*Page*:
+ + + + + + +

CAVA is a library for building and simulating camera vision pipelines. It is written to work with the gem5-aladdin SoC simulator.
CAVA consists of two parts:
- An Image Signal Processor (ISP) (a configurable five-stage pipeline)
- A DNN framework (SMAUG).
In SMAUG, several reference implementations are provided, along with a model of an actual SoC containing multiple DNN accelerators.
We will install CAVA's dependencies, then build and run it on a simple example.
We have tested it only on Linux, but theoretically it should work wherever you can run gem5-aladdin. Let us know if you encounter any issues building or executing on other systems.
CAVA depends on libconfuse
for
reading its configuration files. For example, you can install it on
Ubuntu with:
apt-get install libconfuse-dev
The scripts/load_and_convert.py
script converts between raw images and binary
arrays. If you want to use this script, you will need to install the
imageio library.
pip install imageio
git clone git@github.com:yaoyuannnn/cava.git
Set the environment variable $CAVA_HOME
to the cloned directory. (This is
used in cava/cam_vision_pipe/src/common/main.c
).
(Note that we have included the SSH URL for the repository, not the HTTPS one.)
In the same directory that you cloned CAVA, clone the gem5-aladdin repository.
# recursively clone aladdin and xenon dependencies
git clone --recursive git@github.com:harvard-acc/gem5-aladdin.git
After the aladdin repository has been recursively cloned into the
gem5-aladdin/src
subdirectory, set your $ALADDIN_HOME
environment variable
to the path gem5-aladdin/src/aladdin
within gem5-aladdin. This environment
variable determines the paths in the build files, so you will see some errors
when building if you forget to set it.
First, make sure you are using gcc
by setting your $CC
environment variable
to gcc
, which is used in the build files. (If you use Clang, you will likely
see a bunch of unrecognized warning flags and run into issues with unrecognized
.func
and .endfunc
directives which are used in -gstabs
debugging.)
To build and run the default camera vision pipeline:
make native
cd sim
sh run_native.sh
An Image Signal Processor (ISP) converts the raw pixels produced by camera sensors to useful images.
The default ISP kernel is modeled after the Nikon-D7000 camera. It contains a five-stage camera pipeline:
- Demosaicing: Interpolate undersampled sensors to produce a mosaic of RGB pixel intensities
- Denoising: Reduce noise in image
- Color Space Conversion / White Balancing: Preserve neutrality of neutral colors
- Gamut Mapping: Map to restricted available colors of output device without compromising the original image
- Tone Mapping: Map to restricted dynamic range of output device without compromising the original image
The purpose and implementation of every pipeline stage is discussed in more
detail as follows. See cam_vision_pipe/src/cam_pipe/kernels/pipe_stages.c
for
the corresponding implementation details.

+ + + + + + +

*Tasks for this exercise*:
1 > Edit the CAVA page from "CAVA is a library" to "multiple DNN accelerators.", changing "SMAUG" to "DNNLib" throughout.
2 > According to the CAVA page, which camera is the default ISP kernel modeled after?
3 > Extend the CAVA page, picking up right after its last sentence.
The material after the CAVA page has no connection to it.

[Bounding-box material]
+ + + + + + +

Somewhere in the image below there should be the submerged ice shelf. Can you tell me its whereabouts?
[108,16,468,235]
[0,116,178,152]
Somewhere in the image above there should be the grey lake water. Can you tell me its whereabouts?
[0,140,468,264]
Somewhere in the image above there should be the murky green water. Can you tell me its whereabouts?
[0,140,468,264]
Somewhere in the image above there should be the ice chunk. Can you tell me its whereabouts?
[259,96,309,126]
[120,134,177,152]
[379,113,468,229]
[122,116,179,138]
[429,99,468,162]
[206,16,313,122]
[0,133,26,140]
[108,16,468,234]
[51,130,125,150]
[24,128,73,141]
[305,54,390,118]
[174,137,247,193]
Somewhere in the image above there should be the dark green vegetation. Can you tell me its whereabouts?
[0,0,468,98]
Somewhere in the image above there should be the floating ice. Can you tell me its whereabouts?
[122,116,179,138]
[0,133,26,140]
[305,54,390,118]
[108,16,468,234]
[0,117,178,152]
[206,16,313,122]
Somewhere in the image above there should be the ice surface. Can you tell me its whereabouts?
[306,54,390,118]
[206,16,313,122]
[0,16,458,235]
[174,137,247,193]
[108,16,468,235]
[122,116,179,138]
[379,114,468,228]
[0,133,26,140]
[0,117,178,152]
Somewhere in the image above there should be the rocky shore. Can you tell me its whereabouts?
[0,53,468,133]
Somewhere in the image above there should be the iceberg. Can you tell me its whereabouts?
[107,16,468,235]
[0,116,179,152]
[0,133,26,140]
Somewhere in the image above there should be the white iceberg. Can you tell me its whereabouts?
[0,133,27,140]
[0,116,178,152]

+ + + + + + +

*Answer set*:
1 >
CAVA is a library for building and simulating camera vision pipelines. It is written to work with the gem5-aladdin SoC simulator.
CAVA consists of two parts:
- An Image Signal Processor (ISP) (a configurable five-stage pipeline)
- A DNN framework (DNNLib).
In DNNLib, several reference implementations are provided, along with a model of an actual SoC containing multiple DNN accelerators.

2 > The Nikon-D7000.

3 >
Filters using a color filter array (CFA) over each photosite of a sensor to interpolate local undersampled colors into a true color at the pixel. A common CFA is known as the Bayer filter, which contains more green than red and blue pixels due to the imbalance in human perception. The filter operation yields a "mosaic" of RGB pixels with intensities.
Also known as debayering, CFA interpolation, or color reconstruction.
There are many algorithms for denoising, which aims to reduce the level of noise in the image. The default ISP kernel implements a local nonlinear interpolation.
To perform color balancing, we multiply the RGB color value at each point with a 3x3 diagonal matrix whose values are configurable.
A gamut is the set of colors which fully represents some scenario, whether an image, a color space, or the capability of a particular output device.
For example, preparing an image for printing requires gamut mapping. This is because the image is often specified in RGB, whereas the printer expects the CMYK color space. Gamut mapping performs this transformation from RGB to CMYK so that the image is most faithfully realized in print.
The gamut mapping stage here computes the L2-norm to a set of control points, weights them, and adds bias for a radial basis function (RBF).
Tone mapping approximates images with a higher dynamic range than the output device. The process must preserve colors and other aspects of the original image while seeking to squeeze the presumably stronger contrast of the original image into the feasible range of the output device.
For example, an HDR image may be the result of capturing multiple exposures which together approximate the luminance of the original scene. The tone mapping operator then squeezes this into the lower dynamic range of an output device such as a monitor. Although such approximations may produce unusual artifacts, they preserve image features and often retain a pleasant balance between global contrast and local contrast.
There are a variety of available tone mapping operators (TMOs), which may be either global or local.
This is sometimes called color reproduction or color processing.
SMAUG is a framework for deep neural networks (DNNs), together with reference implementations that include a model of an SoC with multiple DNN accelerators.
The input for CAVA is a raw image.